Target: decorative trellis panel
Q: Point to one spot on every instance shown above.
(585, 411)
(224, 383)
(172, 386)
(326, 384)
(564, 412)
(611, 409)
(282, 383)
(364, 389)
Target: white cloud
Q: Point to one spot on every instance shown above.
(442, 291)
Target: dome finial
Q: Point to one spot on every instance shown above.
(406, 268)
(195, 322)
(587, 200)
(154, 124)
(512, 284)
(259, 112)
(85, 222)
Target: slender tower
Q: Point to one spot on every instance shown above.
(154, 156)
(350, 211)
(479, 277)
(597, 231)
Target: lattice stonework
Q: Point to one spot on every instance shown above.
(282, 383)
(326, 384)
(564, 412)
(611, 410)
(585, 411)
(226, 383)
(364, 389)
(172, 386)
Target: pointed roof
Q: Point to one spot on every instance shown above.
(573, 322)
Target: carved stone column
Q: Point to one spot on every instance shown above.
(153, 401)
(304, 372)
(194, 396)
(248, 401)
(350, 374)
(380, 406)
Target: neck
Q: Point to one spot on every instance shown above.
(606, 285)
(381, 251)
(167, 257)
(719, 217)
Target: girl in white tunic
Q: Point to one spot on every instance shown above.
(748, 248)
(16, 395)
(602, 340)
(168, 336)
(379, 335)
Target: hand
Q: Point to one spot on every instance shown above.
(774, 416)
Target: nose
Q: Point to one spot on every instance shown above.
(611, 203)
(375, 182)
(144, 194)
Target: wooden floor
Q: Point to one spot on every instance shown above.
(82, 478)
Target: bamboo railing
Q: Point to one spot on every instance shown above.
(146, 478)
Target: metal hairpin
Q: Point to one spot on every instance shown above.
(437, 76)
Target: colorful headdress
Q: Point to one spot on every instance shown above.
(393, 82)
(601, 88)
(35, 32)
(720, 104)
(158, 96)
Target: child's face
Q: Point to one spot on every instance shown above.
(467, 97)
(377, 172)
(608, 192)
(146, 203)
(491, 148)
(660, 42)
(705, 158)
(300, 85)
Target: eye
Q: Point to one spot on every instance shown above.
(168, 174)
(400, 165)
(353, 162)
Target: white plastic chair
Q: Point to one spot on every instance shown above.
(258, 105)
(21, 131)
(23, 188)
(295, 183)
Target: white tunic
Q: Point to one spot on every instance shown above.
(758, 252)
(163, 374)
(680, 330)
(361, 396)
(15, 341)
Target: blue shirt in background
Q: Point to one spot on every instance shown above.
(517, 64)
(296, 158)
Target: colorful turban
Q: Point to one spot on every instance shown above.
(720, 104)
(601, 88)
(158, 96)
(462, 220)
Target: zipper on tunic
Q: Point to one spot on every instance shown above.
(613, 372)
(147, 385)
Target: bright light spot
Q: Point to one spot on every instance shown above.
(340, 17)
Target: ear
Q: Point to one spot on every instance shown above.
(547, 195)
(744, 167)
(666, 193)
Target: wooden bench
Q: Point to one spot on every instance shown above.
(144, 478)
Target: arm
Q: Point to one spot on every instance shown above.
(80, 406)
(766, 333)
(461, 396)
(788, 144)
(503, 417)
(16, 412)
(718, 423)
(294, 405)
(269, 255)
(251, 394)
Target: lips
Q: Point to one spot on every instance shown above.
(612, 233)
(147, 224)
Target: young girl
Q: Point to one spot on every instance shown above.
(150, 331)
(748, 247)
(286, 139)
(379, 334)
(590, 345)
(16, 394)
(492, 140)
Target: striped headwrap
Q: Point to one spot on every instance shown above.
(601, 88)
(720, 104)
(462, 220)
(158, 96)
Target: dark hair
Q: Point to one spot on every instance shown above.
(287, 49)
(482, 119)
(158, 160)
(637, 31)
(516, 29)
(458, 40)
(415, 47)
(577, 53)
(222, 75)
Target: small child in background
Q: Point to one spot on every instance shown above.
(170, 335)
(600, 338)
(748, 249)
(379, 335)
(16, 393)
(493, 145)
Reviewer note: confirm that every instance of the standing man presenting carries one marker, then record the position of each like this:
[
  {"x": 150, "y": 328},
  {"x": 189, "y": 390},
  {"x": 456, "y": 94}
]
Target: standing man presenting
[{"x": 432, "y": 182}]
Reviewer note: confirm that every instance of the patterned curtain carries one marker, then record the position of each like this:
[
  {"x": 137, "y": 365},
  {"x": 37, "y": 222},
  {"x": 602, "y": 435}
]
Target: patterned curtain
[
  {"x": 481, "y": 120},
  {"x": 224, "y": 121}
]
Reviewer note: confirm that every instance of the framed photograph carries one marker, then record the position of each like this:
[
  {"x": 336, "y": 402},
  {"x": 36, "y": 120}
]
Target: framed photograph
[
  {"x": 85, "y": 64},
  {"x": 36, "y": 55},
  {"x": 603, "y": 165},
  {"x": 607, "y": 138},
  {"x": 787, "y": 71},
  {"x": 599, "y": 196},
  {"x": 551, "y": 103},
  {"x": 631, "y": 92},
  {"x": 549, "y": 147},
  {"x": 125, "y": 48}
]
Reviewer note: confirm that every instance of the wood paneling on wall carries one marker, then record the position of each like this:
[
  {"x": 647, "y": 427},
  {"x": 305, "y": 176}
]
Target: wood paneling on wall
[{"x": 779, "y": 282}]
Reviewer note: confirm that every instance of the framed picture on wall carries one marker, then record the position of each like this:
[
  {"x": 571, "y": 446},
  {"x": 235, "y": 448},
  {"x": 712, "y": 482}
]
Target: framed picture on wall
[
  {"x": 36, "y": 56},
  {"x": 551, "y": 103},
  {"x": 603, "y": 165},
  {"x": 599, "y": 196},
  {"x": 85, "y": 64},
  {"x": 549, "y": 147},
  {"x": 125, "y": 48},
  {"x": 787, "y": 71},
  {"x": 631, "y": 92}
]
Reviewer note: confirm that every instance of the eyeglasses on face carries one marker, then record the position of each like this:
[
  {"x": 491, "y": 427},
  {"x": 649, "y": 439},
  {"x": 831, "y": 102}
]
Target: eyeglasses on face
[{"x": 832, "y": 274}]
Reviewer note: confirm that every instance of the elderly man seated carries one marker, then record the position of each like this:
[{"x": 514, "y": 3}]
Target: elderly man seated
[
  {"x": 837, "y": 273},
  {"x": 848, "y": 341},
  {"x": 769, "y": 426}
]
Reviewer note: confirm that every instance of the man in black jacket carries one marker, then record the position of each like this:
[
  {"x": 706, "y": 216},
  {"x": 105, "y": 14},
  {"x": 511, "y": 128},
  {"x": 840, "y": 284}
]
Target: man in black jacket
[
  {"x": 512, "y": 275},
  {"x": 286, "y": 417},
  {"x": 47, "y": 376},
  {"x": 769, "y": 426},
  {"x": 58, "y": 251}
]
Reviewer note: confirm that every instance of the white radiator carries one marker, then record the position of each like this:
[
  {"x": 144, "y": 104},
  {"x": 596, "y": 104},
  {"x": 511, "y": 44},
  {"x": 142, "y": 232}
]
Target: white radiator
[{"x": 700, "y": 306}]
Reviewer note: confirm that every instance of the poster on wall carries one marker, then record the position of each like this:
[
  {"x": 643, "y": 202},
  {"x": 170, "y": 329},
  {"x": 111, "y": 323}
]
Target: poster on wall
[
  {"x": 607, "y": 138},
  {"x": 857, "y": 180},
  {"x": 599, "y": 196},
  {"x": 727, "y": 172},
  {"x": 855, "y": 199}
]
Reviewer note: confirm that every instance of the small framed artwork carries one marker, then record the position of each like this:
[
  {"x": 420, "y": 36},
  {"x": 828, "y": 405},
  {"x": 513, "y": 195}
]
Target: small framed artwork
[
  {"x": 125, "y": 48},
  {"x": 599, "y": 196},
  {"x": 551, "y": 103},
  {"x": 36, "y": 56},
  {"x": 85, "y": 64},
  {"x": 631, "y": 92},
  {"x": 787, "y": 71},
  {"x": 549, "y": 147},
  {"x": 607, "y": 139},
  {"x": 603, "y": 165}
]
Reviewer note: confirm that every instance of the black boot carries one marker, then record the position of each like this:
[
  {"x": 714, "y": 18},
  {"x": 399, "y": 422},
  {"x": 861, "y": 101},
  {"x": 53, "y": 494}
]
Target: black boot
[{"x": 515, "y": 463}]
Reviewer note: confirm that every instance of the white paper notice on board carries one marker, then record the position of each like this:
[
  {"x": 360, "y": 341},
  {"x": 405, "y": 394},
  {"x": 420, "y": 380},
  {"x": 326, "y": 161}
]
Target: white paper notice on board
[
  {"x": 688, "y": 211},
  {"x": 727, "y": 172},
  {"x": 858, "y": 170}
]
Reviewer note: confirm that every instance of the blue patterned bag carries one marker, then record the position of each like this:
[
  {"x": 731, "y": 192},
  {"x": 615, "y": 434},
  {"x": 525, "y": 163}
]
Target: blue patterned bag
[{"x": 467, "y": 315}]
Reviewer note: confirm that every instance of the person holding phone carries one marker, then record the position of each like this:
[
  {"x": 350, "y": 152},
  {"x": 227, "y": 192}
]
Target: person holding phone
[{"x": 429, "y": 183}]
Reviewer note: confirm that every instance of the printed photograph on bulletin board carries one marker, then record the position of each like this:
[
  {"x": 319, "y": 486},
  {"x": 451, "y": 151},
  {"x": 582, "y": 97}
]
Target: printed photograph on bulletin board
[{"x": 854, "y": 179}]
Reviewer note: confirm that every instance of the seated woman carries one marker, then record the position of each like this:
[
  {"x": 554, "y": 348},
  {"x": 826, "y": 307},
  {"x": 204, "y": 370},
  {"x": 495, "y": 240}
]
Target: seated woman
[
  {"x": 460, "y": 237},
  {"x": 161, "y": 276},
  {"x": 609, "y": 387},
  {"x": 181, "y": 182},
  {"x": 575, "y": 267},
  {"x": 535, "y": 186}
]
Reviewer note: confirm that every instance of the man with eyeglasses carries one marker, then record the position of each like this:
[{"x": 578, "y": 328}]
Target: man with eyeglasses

● ● ● ● ● ● ●

Task goal: What you give back should be only the lines of the records above, starting at the line with "Target: carved stone column" and ending at the line with "Target: ear", restated word for word.

Reply to the exercise:
Target: carved stone column
Q: Point to one spot on every instance shown above.
(153, 401)
(304, 372)
(194, 396)
(248, 401)
(350, 374)
(380, 406)
Target: neck
Q: Point to one spot on every instance shown above.
(606, 285)
(381, 251)
(167, 257)
(719, 217)
Target: girl in white tunic
Q: Point to one spot on every instance shown above.
(748, 248)
(16, 395)
(602, 340)
(168, 336)
(379, 335)
Target: hand
Q: Point to one spot on every instance shown above.
(774, 416)
Target: nose
Q: Point to one spot on every instance shown above.
(611, 203)
(375, 182)
(144, 194)
Target: wooden floor
Q: Point to one spot on every instance shown above.
(82, 478)
Target: bamboo railing
Q: Point to one spot on every instance shown above.
(146, 478)
Target: metal hairpin
Q: Point to one spot on every instance shown above.
(437, 76)
Target: colorful headdress
Q: Point to one spot on every instance shown above.
(393, 82)
(601, 88)
(35, 32)
(720, 104)
(158, 96)
Target: child's face
Q: Point to one spot on every instance shown above.
(467, 97)
(377, 172)
(608, 192)
(146, 203)
(491, 148)
(660, 42)
(705, 158)
(300, 85)
Target: eye
Q: Point to one spot on every instance shown above.
(168, 174)
(400, 165)
(353, 162)
Target: white plastic chair
Q: Point to one spot on every instance shown above.
(258, 105)
(21, 131)
(23, 188)
(295, 183)
Target: white tunic
Q: Point to one spot on every instance shown above.
(758, 252)
(163, 374)
(680, 330)
(361, 396)
(15, 341)
Target: blue shirt in background
Q: Point to one spot on every instance shown above.
(517, 64)
(296, 158)
Target: colorful turban
Q: Point to one spot on every instance shown above.
(720, 104)
(601, 88)
(158, 96)
(462, 220)
Target: zipper on tunic
Q: Point to one spot on every instance shown above.
(613, 372)
(147, 385)
Target: bright light spot
Q: Point to one spot on every instance shown above.
(340, 17)
Target: ear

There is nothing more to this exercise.